(Collected data entries)

**********

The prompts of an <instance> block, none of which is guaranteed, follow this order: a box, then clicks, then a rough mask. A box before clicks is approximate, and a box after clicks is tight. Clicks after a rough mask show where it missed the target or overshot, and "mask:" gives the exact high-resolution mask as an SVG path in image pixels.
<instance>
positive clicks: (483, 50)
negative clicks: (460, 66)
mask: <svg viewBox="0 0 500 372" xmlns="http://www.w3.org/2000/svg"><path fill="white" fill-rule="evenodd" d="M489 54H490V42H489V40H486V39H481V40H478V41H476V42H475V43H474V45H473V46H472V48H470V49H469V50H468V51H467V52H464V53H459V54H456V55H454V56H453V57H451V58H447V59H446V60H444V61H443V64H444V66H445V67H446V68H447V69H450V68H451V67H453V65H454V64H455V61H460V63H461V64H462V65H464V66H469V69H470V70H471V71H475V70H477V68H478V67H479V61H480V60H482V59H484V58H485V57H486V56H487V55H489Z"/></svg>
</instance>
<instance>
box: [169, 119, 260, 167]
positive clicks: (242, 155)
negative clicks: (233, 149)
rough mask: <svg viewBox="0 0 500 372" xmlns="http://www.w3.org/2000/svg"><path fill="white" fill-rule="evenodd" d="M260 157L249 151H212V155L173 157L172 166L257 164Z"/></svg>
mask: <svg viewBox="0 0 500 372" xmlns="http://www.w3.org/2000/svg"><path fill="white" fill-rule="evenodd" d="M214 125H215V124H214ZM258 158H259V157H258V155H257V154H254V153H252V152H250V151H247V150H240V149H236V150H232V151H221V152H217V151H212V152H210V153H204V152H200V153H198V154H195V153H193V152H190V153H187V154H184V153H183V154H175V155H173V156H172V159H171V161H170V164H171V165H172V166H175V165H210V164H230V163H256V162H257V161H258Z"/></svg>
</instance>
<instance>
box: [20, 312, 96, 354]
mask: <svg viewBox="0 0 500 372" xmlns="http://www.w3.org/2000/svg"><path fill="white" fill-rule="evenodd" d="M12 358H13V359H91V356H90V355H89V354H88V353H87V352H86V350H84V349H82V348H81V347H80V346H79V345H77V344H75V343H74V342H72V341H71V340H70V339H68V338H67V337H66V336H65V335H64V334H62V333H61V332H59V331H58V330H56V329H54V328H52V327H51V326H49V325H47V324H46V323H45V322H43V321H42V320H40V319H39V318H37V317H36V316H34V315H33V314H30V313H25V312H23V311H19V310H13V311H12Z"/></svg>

**********

Work to complete –
Return these lines without any change.

Answer space –
The prompts of an <instance> block, none of which is guaranteed, follow this order: a box, then clicks, then a rough mask. A box before clicks is approximate, and a box after clicks is tight. Clicks after a rough mask show where it missed the target or overshot, and "mask:" gives the exact high-resolution mask as an SVG path in image pixels.
<instance>
positive clicks: (483, 50)
negative clicks: (460, 66)
mask: <svg viewBox="0 0 500 372" xmlns="http://www.w3.org/2000/svg"><path fill="white" fill-rule="evenodd" d="M489 54H490V42H489V40H486V39H481V40H478V41H476V42H475V43H474V45H473V46H472V48H470V49H469V50H468V51H467V52H464V53H459V54H456V55H454V56H453V57H451V58H447V59H446V60H444V61H443V64H444V66H445V67H446V68H447V69H450V68H451V67H453V65H454V64H455V61H460V63H461V64H462V65H464V66H469V69H470V70H471V71H475V70H477V68H478V67H479V61H480V60H482V59H484V58H485V57H486V56H487V55H489Z"/></svg>
</instance>
<instance>
box: [169, 119, 260, 167]
positive clicks: (242, 155)
negative clicks: (233, 149)
rough mask: <svg viewBox="0 0 500 372" xmlns="http://www.w3.org/2000/svg"><path fill="white" fill-rule="evenodd" d="M260 157L249 151H212V155L173 157L172 166L257 164Z"/></svg>
mask: <svg viewBox="0 0 500 372" xmlns="http://www.w3.org/2000/svg"><path fill="white" fill-rule="evenodd" d="M214 125H215V124H214ZM258 158H259V157H258V155H257V154H254V153H252V152H250V151H247V150H240V149H236V150H232V151H221V152H217V151H212V152H210V153H204V152H200V153H198V154H195V153H193V152H190V153H187V154H184V153H183V154H175V155H173V156H172V159H171V161H170V164H171V165H172V166H175V165H210V164H230V163H256V162H257V161H258Z"/></svg>
</instance>
<instance>
box: [20, 312, 96, 354]
mask: <svg viewBox="0 0 500 372" xmlns="http://www.w3.org/2000/svg"><path fill="white" fill-rule="evenodd" d="M12 358H13V359H91V356H90V355H89V354H88V353H87V352H86V350H84V349H82V348H81V347H80V346H79V345H77V344H75V343H74V342H72V341H71V340H70V339H68V338H67V337H66V336H65V335H64V334H62V333H61V332H59V331H58V330H56V329H54V328H52V327H51V326H49V325H47V324H46V323H45V322H43V321H42V320H40V319H39V318H37V317H36V316H34V315H33V314H30V313H25V312H23V311H19V310H13V311H12Z"/></svg>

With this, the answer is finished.